Copy the following data verbatim, reproducing every line without changes.

------ Exercise input

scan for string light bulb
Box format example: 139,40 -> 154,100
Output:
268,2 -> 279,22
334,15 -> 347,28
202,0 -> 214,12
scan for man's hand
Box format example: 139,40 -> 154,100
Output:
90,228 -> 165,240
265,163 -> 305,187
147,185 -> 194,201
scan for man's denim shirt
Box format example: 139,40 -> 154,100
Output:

------------

## Finished answer
scan for string light bulb
Box format example: 139,40 -> 154,100
Output:
268,2 -> 279,22
334,15 -> 347,28
202,0 -> 214,12
scan for man's hand
Box format example: 139,40 -> 154,100
Output:
90,228 -> 165,240
265,163 -> 305,187
147,185 -> 194,201
scan for man's denim shirt
Box format example: 139,40 -> 154,100
Output:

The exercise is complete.